TASK INPUT:
|---|

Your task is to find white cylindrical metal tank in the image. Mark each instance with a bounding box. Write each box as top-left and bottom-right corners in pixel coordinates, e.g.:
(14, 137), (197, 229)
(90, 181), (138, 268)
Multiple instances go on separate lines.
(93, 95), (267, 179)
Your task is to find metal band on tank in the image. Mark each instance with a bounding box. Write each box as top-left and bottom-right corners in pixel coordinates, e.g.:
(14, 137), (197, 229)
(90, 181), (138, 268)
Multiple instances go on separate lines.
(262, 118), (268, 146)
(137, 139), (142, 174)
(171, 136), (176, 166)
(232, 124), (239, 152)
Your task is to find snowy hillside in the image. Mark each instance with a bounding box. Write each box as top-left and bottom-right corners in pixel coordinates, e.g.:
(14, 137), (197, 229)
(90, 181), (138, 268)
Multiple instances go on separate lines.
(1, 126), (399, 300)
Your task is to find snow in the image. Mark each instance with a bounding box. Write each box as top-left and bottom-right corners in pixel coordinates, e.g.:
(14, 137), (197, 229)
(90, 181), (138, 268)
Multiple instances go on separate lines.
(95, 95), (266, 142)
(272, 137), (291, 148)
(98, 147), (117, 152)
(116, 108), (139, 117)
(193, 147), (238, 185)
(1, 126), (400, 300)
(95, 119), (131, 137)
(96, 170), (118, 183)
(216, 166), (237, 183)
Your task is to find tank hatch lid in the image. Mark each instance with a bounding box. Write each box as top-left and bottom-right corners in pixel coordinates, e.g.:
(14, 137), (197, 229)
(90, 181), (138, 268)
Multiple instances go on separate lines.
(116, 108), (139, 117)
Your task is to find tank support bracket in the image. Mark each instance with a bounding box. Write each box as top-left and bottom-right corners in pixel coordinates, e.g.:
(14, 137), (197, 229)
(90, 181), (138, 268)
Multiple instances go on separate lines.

|---|

AIM OF THE EXERCISE:
Your job is to restate all of the data word for word.

OUTPUT OF THE TASK:
Your task is to find white cylindrical metal tank in the image. Mark each instance with a bounding box. Write each box as top-left and bottom-right corners in pixel coordinates, e.g.:
(14, 137), (197, 229)
(90, 181), (138, 268)
Multiple instances go on separate lines.
(93, 95), (267, 179)
Your task is to find metal band on tank in the image. Mark each instance with a bounding box. Write each box as top-left and bottom-right corners in pixel coordinates, e.g.:
(14, 137), (197, 229)
(90, 181), (138, 268)
Multiple instances go on separate lines.
(262, 118), (268, 146)
(137, 139), (142, 174)
(171, 136), (176, 166)
(232, 124), (239, 152)
Your task is to find snowy hillside in the image. Mark each instance with a bounding box. Write each box as top-left and bottom-right corners in pixel coordinates, e.g.:
(14, 137), (197, 229)
(90, 181), (138, 268)
Multiple instances go on separate lines.
(1, 126), (399, 300)
Your task is to find snow in the image. Mark each instance with a bounding box. Write each box as top-left and bottom-right corners in pixel coordinates, e.g.:
(14, 137), (197, 229)
(90, 181), (138, 268)
Multiple instances go on separate lines.
(95, 95), (266, 142)
(272, 137), (291, 148)
(98, 147), (117, 152)
(116, 108), (139, 117)
(193, 147), (238, 185)
(1, 126), (400, 300)
(95, 119), (131, 137)
(96, 170), (118, 183)
(216, 166), (237, 183)
Your task is to find tank hatch lid in the image. Mark each instance with a bounding box. Write each box as top-left and bottom-right corners in pixel coordinates, e.g.:
(14, 137), (197, 229)
(90, 181), (138, 268)
Multiple instances go on separate lines.
(116, 108), (139, 117)
Your task is to find tank support bracket in the image. Mark each instance with a bounding box. Write each box as top-left and bottom-right corners in pixel coordinates, e.g.:
(14, 137), (197, 229)
(90, 181), (138, 268)
Multiple instances go on separate lines.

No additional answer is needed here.